#### Task description:
Reproduce every record verbatim but drop the pictures.
+===+
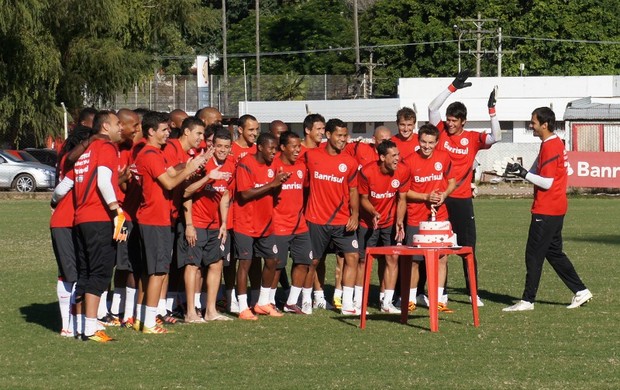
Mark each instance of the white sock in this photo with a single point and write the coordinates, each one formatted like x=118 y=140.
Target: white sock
x=387 y=298
x=243 y=302
x=149 y=316
x=263 y=298
x=306 y=295
x=254 y=296
x=272 y=296
x=117 y=299
x=102 y=311
x=170 y=300
x=161 y=307
x=293 y=295
x=90 y=326
x=140 y=312
x=130 y=302
x=63 y=290
x=359 y=292
x=347 y=298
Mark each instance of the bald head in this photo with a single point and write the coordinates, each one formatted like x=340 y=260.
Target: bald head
x=277 y=127
x=209 y=115
x=381 y=134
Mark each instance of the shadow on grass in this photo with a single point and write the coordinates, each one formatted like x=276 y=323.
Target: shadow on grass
x=44 y=314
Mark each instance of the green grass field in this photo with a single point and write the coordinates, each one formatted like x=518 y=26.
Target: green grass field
x=549 y=348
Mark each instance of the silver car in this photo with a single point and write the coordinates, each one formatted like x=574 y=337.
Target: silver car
x=24 y=176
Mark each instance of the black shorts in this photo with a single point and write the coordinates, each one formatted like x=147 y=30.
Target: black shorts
x=321 y=235
x=157 y=243
x=64 y=245
x=206 y=251
x=122 y=252
x=95 y=257
x=461 y=216
x=375 y=237
x=247 y=247
x=299 y=245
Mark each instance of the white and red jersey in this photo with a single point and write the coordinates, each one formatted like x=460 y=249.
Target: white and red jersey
x=238 y=152
x=462 y=149
x=155 y=207
x=406 y=147
x=64 y=214
x=253 y=218
x=89 y=203
x=206 y=201
x=331 y=177
x=551 y=163
x=382 y=190
x=288 y=212
x=427 y=175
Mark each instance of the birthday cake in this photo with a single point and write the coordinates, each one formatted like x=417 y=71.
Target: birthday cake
x=435 y=234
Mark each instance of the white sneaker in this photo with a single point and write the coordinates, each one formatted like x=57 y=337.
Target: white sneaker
x=421 y=300
x=390 y=309
x=306 y=307
x=580 y=298
x=520 y=306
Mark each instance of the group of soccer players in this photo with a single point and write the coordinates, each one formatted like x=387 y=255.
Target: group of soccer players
x=176 y=203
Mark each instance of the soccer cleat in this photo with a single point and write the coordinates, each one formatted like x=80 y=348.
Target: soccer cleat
x=480 y=303
x=306 y=307
x=100 y=337
x=354 y=311
x=295 y=309
x=109 y=320
x=580 y=298
x=442 y=307
x=268 y=309
x=157 y=329
x=247 y=315
x=520 y=306
x=129 y=323
x=390 y=309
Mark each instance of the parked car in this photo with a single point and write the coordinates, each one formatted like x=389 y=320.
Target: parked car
x=45 y=156
x=24 y=176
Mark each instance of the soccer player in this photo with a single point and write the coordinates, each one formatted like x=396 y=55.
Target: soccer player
x=383 y=187
x=206 y=230
x=98 y=220
x=549 y=176
x=154 y=215
x=332 y=211
x=406 y=140
x=290 y=226
x=63 y=237
x=432 y=180
x=462 y=146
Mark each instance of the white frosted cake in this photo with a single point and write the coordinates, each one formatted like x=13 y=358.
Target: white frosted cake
x=433 y=233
+===+
#### Answer below:
Mark each instance of the white sock in this photo with a single point and write the coordinates, each one formatted like x=118 y=140.
Target: white sock
x=387 y=298
x=243 y=302
x=149 y=316
x=263 y=298
x=306 y=295
x=254 y=296
x=272 y=296
x=117 y=299
x=102 y=311
x=170 y=300
x=161 y=307
x=293 y=295
x=90 y=326
x=140 y=312
x=130 y=302
x=63 y=290
x=359 y=292
x=347 y=298
Mark each instance of the bald head in this photo with a single point and write the coordinates, each one formatted like x=340 y=260.
Target: bald head
x=277 y=127
x=209 y=115
x=381 y=134
Mark each instance of the shadow on grass in this photo with a single point and write the coordinates, each one formatted like x=276 y=323.
Target: shadow on grass
x=44 y=314
Mark each instance of the green grass field in this photo with a single point and write the coordinates, each one formatted like x=518 y=26.
Target: green grass field
x=549 y=348
Mark each instance of the silver car in this photo with a single point and write the coordinates, each one formatted like x=574 y=337.
Target: silver car
x=24 y=176
Mark each instance of the black shorts in this photo with a single point and write the coordinates, each one formatted like x=147 y=30.
Target: black shorts
x=321 y=235
x=157 y=243
x=64 y=245
x=206 y=251
x=122 y=252
x=95 y=257
x=461 y=216
x=375 y=237
x=247 y=247
x=299 y=245
Mark each instance of the white and red jersey in this photo with a single point and write the coordinates, each one formatted like x=460 y=249.
Target: white and red jersey
x=238 y=152
x=462 y=149
x=155 y=207
x=406 y=147
x=64 y=214
x=253 y=218
x=89 y=203
x=206 y=201
x=331 y=177
x=551 y=163
x=382 y=190
x=288 y=212
x=427 y=175
Mark each instance of the birthday cake in this photo with a single point and write the coordinates, each one formatted like x=417 y=71.
Target: birthday cake
x=435 y=234
Mark each instance of the white sneaker in this photo with a single point and write the coordinates, each one formatted like x=57 y=337.
Target: white sneaker
x=421 y=300
x=390 y=309
x=306 y=307
x=580 y=298
x=520 y=306
Mark each instance of the group of soccer players in this photo with a single point and write the coordinates, each one formatted like x=387 y=255.
Target: group of soccer players
x=176 y=203
Mark each instance of the soccer cleat in this photo with a single point and write the coordinates, each one formatted like x=80 y=348.
Target: soccer cleat
x=480 y=303
x=306 y=307
x=100 y=337
x=354 y=311
x=295 y=309
x=109 y=320
x=580 y=298
x=442 y=307
x=268 y=309
x=157 y=329
x=247 y=315
x=520 y=306
x=129 y=323
x=390 y=309
Mark each instance of the parked car in this photo with a single point and write the coordinates, each one formatted like x=389 y=320.
Target: parked car
x=45 y=156
x=24 y=176
Mark each instance of the soccer player in this photo with a single point and write the coordinates, each one formatted like x=396 y=55.
Target: soccer player
x=383 y=187
x=206 y=230
x=98 y=220
x=549 y=176
x=154 y=215
x=332 y=211
x=406 y=140
x=290 y=226
x=63 y=237
x=432 y=180
x=462 y=146
Mark each instance of the white frosted cake in this photo with a single point and write the coordinates, each one formatted like x=13 y=358.
Target: white frosted cake
x=433 y=233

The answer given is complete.